(Image point grounding data)
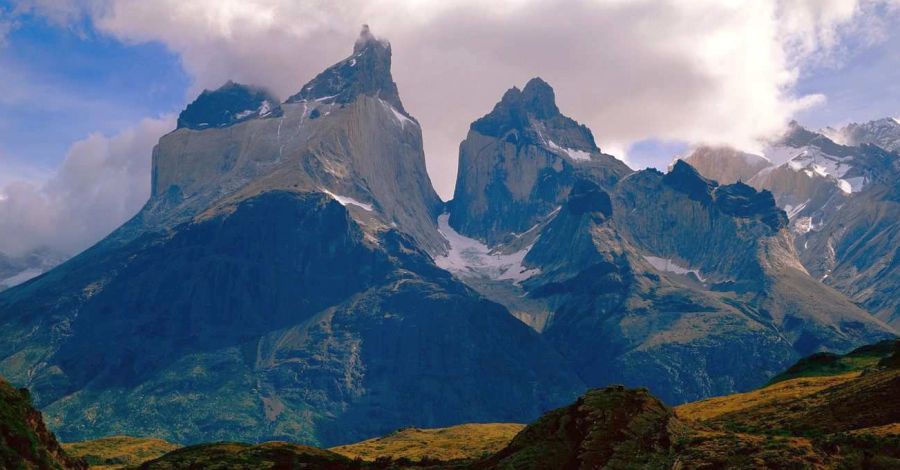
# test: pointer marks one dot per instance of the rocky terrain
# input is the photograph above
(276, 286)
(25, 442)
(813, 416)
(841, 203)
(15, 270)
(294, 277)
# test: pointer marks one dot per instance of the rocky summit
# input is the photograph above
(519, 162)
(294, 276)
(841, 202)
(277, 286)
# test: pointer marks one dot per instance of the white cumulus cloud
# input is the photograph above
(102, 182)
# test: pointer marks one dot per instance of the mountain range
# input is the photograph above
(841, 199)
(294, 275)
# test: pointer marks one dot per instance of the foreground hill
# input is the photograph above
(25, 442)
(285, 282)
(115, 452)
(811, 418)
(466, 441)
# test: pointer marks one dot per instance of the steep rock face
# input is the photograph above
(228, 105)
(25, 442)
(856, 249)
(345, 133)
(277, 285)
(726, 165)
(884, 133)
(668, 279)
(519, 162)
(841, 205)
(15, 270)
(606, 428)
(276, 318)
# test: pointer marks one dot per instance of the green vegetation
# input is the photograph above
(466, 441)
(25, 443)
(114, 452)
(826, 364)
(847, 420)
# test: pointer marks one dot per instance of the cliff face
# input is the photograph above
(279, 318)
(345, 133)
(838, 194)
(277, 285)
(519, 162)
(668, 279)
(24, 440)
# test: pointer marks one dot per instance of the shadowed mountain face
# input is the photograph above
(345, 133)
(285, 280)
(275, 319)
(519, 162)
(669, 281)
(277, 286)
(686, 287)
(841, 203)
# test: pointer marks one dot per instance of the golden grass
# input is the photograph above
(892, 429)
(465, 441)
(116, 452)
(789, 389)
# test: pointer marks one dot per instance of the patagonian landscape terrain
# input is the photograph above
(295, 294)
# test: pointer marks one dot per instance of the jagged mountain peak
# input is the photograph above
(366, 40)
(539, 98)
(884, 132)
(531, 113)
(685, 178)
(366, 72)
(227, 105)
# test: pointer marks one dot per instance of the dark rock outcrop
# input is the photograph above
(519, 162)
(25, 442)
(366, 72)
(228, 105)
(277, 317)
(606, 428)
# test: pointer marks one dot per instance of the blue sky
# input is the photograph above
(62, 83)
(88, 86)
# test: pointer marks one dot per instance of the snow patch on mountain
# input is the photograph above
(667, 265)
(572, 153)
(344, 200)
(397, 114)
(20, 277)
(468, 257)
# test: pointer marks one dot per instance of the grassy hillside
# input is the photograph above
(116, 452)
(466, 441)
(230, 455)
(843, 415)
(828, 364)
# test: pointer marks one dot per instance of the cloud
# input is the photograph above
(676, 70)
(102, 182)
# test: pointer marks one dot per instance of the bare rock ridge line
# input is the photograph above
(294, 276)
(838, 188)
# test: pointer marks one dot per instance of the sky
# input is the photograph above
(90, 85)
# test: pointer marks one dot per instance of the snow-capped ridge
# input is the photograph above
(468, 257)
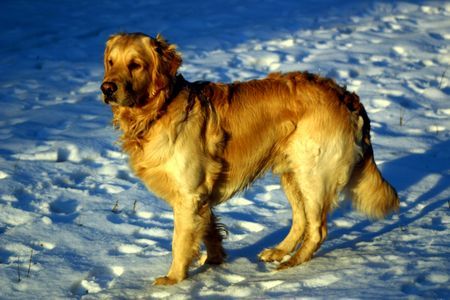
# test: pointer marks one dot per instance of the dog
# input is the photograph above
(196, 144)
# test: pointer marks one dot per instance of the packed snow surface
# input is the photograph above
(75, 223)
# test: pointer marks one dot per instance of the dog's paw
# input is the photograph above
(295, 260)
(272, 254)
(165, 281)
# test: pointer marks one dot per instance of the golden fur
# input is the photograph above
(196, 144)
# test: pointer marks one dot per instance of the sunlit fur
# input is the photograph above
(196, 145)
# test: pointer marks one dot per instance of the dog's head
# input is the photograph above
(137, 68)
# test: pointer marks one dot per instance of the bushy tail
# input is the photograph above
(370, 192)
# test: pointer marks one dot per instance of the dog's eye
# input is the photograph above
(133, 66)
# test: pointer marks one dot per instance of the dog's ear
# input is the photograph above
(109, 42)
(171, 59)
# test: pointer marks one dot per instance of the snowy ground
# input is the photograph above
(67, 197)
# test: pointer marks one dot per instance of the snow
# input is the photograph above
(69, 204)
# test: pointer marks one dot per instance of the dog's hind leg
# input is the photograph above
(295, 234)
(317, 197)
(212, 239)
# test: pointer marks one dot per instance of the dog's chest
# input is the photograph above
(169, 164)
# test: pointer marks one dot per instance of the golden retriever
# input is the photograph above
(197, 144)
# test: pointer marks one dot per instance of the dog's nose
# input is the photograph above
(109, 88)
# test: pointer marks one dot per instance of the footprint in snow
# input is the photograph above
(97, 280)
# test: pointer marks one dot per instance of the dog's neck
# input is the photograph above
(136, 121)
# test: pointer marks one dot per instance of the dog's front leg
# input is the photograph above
...
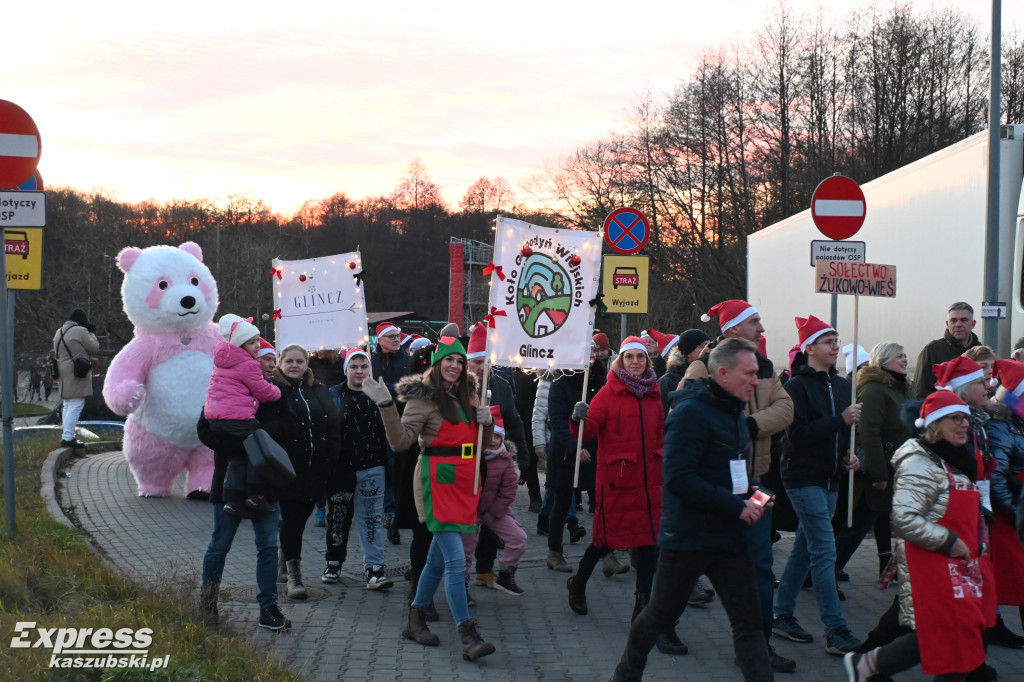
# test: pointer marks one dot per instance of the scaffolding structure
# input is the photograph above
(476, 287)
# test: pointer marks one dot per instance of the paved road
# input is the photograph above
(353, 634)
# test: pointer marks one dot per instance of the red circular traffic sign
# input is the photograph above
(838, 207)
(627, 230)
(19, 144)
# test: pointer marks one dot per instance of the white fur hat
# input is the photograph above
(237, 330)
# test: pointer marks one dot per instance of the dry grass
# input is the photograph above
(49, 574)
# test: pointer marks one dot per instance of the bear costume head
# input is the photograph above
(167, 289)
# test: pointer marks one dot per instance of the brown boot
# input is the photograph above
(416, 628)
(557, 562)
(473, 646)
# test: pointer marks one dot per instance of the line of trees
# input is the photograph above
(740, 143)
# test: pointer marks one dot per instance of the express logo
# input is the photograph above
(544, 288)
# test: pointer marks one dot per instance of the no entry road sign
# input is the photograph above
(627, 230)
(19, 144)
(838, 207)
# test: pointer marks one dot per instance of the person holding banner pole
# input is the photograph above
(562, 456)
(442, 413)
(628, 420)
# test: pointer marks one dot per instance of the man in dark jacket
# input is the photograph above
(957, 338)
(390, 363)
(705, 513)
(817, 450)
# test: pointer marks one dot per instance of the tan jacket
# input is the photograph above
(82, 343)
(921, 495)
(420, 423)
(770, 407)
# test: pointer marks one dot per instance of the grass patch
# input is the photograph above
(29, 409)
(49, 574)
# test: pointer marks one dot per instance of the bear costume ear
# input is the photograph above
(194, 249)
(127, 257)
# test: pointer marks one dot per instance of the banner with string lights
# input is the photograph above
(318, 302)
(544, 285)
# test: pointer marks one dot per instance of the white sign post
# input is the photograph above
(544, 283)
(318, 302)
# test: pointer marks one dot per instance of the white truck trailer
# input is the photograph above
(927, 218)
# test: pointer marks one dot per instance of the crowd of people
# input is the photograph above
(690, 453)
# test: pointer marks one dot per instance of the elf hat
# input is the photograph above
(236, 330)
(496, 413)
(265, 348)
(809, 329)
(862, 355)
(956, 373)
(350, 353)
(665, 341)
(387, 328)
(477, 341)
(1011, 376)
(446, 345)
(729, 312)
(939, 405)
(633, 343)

What you should do:
All lines above between those holding "the golden fur" and "# test: pointer marks one dot per instance of the bushy", inclusive, must be set down unchanged, and no other line may be included.

Task answer:
# test: pointer marks one dot per instance of the golden fur
# input is the photograph above
(196, 144)
# test: pointer marks one dot per instance of the sunlit fur
# input is the photograph above
(196, 145)
# test: pointer marks one dot per instance of the dog's head
# input is the photograph above
(137, 68)
# test: pointer marks one dot per instance of the bushy tail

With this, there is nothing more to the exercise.